• _WHAT TO WORK ON_: Every record listed below should be copied exactly.

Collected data
>>>

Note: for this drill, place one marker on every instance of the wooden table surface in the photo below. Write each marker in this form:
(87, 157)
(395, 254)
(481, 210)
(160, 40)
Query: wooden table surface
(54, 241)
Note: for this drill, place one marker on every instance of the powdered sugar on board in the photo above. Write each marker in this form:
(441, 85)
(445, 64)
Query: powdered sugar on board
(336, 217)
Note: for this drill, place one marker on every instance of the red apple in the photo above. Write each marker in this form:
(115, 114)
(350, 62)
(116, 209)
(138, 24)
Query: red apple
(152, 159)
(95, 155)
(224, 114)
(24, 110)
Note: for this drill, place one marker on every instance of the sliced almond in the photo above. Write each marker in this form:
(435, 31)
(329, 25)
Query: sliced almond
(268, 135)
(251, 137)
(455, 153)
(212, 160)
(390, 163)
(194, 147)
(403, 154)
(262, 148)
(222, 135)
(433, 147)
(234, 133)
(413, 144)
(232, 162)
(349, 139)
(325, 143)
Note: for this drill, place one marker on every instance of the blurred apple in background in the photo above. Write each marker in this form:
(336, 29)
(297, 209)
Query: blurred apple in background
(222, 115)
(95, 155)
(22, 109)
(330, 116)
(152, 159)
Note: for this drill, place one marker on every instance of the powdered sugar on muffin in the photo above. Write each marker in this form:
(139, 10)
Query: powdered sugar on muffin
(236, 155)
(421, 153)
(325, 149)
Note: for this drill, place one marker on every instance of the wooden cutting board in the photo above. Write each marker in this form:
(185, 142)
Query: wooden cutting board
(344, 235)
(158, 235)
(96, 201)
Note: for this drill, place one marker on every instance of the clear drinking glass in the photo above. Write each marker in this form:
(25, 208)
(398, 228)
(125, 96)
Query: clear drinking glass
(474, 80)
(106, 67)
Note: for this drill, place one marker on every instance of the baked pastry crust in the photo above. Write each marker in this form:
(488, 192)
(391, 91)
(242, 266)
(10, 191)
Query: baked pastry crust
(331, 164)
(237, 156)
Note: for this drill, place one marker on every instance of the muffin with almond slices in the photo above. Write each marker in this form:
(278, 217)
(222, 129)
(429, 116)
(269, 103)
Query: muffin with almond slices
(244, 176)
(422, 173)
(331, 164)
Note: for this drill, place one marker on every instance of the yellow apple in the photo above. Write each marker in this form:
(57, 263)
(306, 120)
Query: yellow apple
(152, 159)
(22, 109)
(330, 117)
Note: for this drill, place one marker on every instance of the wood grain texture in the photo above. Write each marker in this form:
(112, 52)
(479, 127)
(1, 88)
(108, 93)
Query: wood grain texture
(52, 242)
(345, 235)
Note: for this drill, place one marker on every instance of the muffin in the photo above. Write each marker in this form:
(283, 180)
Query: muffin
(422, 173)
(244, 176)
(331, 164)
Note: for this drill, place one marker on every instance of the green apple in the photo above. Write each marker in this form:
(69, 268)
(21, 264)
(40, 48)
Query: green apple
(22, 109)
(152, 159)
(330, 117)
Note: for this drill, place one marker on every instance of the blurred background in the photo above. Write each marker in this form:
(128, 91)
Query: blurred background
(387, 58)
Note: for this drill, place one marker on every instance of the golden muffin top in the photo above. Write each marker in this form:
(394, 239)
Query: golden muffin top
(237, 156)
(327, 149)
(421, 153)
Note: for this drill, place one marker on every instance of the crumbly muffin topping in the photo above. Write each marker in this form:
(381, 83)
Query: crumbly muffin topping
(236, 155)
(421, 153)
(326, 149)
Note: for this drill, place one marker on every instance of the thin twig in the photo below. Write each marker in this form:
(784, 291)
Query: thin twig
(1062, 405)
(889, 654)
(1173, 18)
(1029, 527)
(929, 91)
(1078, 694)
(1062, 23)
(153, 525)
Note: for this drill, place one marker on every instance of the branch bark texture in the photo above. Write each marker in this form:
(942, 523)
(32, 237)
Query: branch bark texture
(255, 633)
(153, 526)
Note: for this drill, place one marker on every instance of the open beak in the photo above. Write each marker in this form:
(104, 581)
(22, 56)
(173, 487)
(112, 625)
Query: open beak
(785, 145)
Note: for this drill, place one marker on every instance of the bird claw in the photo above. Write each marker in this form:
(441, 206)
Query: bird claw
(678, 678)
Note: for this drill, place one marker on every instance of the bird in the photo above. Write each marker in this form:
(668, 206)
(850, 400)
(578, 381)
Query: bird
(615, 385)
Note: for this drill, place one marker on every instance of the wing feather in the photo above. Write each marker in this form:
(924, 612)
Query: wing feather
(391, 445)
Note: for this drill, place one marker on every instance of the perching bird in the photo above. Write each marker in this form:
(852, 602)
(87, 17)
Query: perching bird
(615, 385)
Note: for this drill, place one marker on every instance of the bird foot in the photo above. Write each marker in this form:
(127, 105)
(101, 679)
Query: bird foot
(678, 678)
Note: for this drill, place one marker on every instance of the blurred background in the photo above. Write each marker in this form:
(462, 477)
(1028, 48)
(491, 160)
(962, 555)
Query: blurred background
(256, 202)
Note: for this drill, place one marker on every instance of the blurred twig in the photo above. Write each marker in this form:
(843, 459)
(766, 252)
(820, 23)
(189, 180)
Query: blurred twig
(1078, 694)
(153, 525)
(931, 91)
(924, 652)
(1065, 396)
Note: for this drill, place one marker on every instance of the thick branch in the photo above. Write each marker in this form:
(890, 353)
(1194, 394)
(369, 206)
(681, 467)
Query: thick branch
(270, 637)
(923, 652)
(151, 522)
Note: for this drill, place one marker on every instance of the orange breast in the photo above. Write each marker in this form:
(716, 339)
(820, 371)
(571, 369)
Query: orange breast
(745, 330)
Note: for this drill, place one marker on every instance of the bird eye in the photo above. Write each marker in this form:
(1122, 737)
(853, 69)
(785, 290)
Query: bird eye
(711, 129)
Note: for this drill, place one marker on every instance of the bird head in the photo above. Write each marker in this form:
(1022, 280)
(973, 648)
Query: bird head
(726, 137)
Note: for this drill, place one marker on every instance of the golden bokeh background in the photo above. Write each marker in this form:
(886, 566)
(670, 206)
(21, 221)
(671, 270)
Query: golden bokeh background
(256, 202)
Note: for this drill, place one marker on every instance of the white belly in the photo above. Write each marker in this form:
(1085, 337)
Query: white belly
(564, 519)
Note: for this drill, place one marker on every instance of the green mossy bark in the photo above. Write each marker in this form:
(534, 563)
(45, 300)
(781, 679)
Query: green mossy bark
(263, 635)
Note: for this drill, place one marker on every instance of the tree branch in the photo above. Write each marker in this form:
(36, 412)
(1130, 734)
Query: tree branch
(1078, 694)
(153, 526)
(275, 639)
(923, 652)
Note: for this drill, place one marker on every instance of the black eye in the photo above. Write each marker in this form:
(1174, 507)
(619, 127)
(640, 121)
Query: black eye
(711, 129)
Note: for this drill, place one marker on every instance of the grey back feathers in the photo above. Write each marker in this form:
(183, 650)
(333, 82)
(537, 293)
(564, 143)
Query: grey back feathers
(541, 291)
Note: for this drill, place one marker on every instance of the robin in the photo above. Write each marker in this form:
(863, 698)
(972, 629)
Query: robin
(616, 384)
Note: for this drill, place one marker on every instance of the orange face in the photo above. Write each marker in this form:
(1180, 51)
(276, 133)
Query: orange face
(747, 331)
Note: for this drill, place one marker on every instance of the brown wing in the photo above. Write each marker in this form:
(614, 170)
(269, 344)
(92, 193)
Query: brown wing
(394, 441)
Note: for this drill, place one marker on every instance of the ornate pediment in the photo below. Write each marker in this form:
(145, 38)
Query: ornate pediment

<<<

• _EXERCISE RESULT_:
Note: for this drill, place one marker on every instance of the wooden table surface in the photo below. Write each marker in this form:
(87, 157)
(395, 254)
(481, 210)
(160, 40)
Query: wooden table surface
(54, 241)
Note: for this drill, place one marker on every instance of the powdered sugar on board in the photo above. Write each marker in this form:
(441, 85)
(445, 64)
Query: powdered sugar on board
(336, 217)
Note: for this drill, place one marker on every instance of the red apple in the photo above. Write each marker in this form:
(115, 114)
(350, 62)
(116, 209)
(138, 24)
Query: red apple
(152, 159)
(95, 155)
(224, 114)
(24, 110)
Note: for this drill, place one marker on every instance of the sliced almond in the photo above. Write each marker in this form:
(435, 31)
(329, 25)
Query: sliced almond
(268, 135)
(251, 137)
(455, 153)
(212, 160)
(390, 163)
(194, 147)
(403, 154)
(262, 148)
(222, 135)
(433, 147)
(234, 133)
(413, 144)
(232, 162)
(349, 139)
(325, 143)
Note: for this drill, place one marker on every instance of the blurred apple in background in the photo above. Write each marker in this form:
(336, 29)
(297, 209)
Query: blurred apple in background
(222, 115)
(95, 155)
(22, 109)
(330, 116)
(152, 159)
Note: for this drill, place one marker on every instance of the powdered sugar on muffin in the photo above. Write each marker in this form:
(139, 10)
Query: powdered sugar on muffin
(236, 155)
(421, 153)
(325, 149)
Note: for this drill, place one marker on every instance of the wooden cutting board in the photo above. Write each marker in this form:
(185, 142)
Query: wooden cutting board
(344, 235)
(158, 235)
(96, 201)
Note: for this drill, place one marker on every instance of the clear drinking glass in the photo above. Write each marker in this form:
(25, 208)
(398, 228)
(125, 96)
Query: clear drinking glass
(474, 80)
(106, 67)
Note: for this drill, place one marker on every instance of the baked pastry crust in the photo above. Write each marker in this form:
(488, 192)
(391, 91)
(242, 266)
(10, 191)
Query: baked pastry crust
(331, 164)
(237, 156)
Note: for this drill, place one marker on every instance of the muffin with almond slices in the photo above. Write each marker in this form:
(278, 217)
(222, 129)
(429, 116)
(269, 103)
Query: muffin with almond slices
(244, 176)
(422, 173)
(331, 164)
Note: for this drill, place one marker on every instance of the yellow apple in the photo above. Write each marker in this form:
(57, 263)
(306, 120)
Query: yellow apple
(152, 159)
(22, 109)
(330, 117)
Note: for this drill, place one marker on every instance of the wood grain texture in the photo above. Write each marker in this form:
(112, 52)
(479, 127)
(1, 88)
(108, 93)
Query: wood grain texture
(52, 242)
(345, 235)
Note: for this drill, place one marker on every instance of the muffin in the photo above. Write each marker in this form:
(283, 180)
Query: muffin
(422, 173)
(244, 176)
(331, 164)
Note: for this drill, place one marker on every instance of the green apple in the photo above. Write each marker in this form:
(69, 268)
(21, 264)
(40, 48)
Query: green apple
(22, 109)
(152, 159)
(330, 117)
Note: for this drill, place one marker on every instance of the blurred background in the photo above. Write each marker in this form:
(128, 91)
Query: blurred background
(387, 58)
Note: for this drill, place one marker on every instance of the golden muffin top in the photo above. Write each marker in this form:
(394, 239)
Query: golden muffin top
(237, 156)
(327, 149)
(421, 153)
Note: for this drill, place one marker on every instance of the crumbly muffin topping in the photo above. Write each marker in this form:
(381, 83)
Query: crumbly muffin topping
(236, 155)
(421, 153)
(326, 149)
Note: for this drill, place one marker on every instance of the thin twig in the photo below. Write each marker in this form:
(784, 291)
Query: thin twig
(1062, 405)
(889, 654)
(1173, 18)
(1029, 527)
(929, 91)
(1078, 694)
(1062, 23)
(153, 525)
Note: for this drill, place one marker on every instance of the branch bark texture in the photo above. Write each marker in this form:
(942, 523)
(32, 237)
Query: branch bark texture
(255, 633)
(153, 526)
Note: for this drill, place one marker on every instance of the open beak in the photo above. Write each marker in this form:
(104, 581)
(22, 56)
(173, 487)
(112, 625)
Query: open beak
(785, 145)
Note: for this drill, place one marker on every instance of the bird claw in the photo above. Write each marker in this form:
(441, 206)
Query: bird claw
(678, 678)
Note: for this drill, place one marker on every instance of the bird in the photo above. Write each marker in this form:
(668, 206)
(850, 400)
(578, 381)
Query: bird
(615, 385)
Note: for this drill, place one marker on every instance of the wing feather in the photo above. Write each marker in this form:
(924, 612)
Query: wing feather
(391, 445)
Note: for this drill, place one marker on every instance of the perching bird in the photo above. Write each marker in this form:
(852, 602)
(87, 17)
Query: perching bird
(615, 385)
Note: for this drill, place one marker on every instance of the bird foot in the photo above. Write each marker in this form:
(127, 105)
(101, 679)
Query: bird foot
(678, 678)
Note: for this drill, place one marker on every instance of the blurred background in the photo above. Write each marker in this form:
(462, 477)
(1028, 48)
(491, 160)
(962, 555)
Query: blurred background
(256, 202)
Note: for this drill, place one marker on every instance of the blurred twig in the photo above. Write each marker in this form:
(843, 459)
(766, 252)
(820, 23)
(189, 180)
Query: blurred twig
(1078, 694)
(153, 525)
(931, 91)
(924, 652)
(1065, 396)
Note: for this drill, place one marker on every instance of the thick branch in the photo above. Write each marker in this form:
(890, 353)
(1194, 394)
(369, 206)
(681, 467)
Query: thick branch
(270, 637)
(923, 652)
(151, 522)
Note: for this drill, place one marker on every instance of the orange breast in the photo above. Write each marker in this form:
(716, 339)
(820, 371)
(571, 369)
Query: orange breast
(745, 330)
Note: for this drill, place one marker on every instance of the bird eye in the photo above. Write each marker in this form:
(1122, 737)
(853, 69)
(785, 290)
Query: bird eye
(711, 129)
Note: for this drill, place one marker on every instance of the bird head in the photo above. Write each marker in this form:
(1022, 280)
(973, 648)
Query: bird head
(726, 137)
Note: for this drill, place one marker on every instance of the golden bokeh background in the photo above. Write each marker in this form:
(886, 566)
(670, 206)
(21, 221)
(671, 270)
Query: golden bokeh background
(256, 202)
Note: for this drill, place one marker on every instance of the white belly in the photo above. Write each marker in this form:
(1085, 337)
Query: white belly
(564, 519)
Note: for this drill, place one marker on every instance of the green mossy bark in the photo above. Write each marker in this form:
(534, 563)
(45, 300)
(781, 679)
Query: green mossy bark
(263, 635)
Note: for this drill, place one marker on every instance of the tree branch in the photo above. Write each marker in this form:
(36, 412)
(1130, 734)
Query: tree branch
(1078, 694)
(153, 526)
(275, 639)
(923, 652)
Note: for this drill, place one marker on every instance of the black eye in the photo above. Write each marker in this form:
(1174, 507)
(619, 127)
(640, 121)
Query: black eye
(711, 129)
Note: for this drill, place one marker on every instance of the grey back feathers in the photo above. Write each marker in this form:
(183, 650)
(333, 82)
(537, 293)
(564, 143)
Query: grey back feathers
(541, 291)
Note: for this drill, place one marker on every instance of the robin in the photo above. Write each marker in this form:
(863, 698)
(972, 629)
Query: robin
(616, 384)
Note: for this drill, place one marker on every instance of the orange face in the photo above. Write each marker in this form:
(1180, 51)
(276, 133)
Query: orange face
(747, 331)
Note: for this drill, place one marker on every instance of the brown wing in the photo above. Write each marker in this form:
(614, 170)
(269, 344)
(92, 193)
Query: brown wing
(394, 441)
Note: for this drill, place one marker on every instance of the ornate pediment in the photo below. Write each marker in this form:
(145, 38)
Query: ornate pediment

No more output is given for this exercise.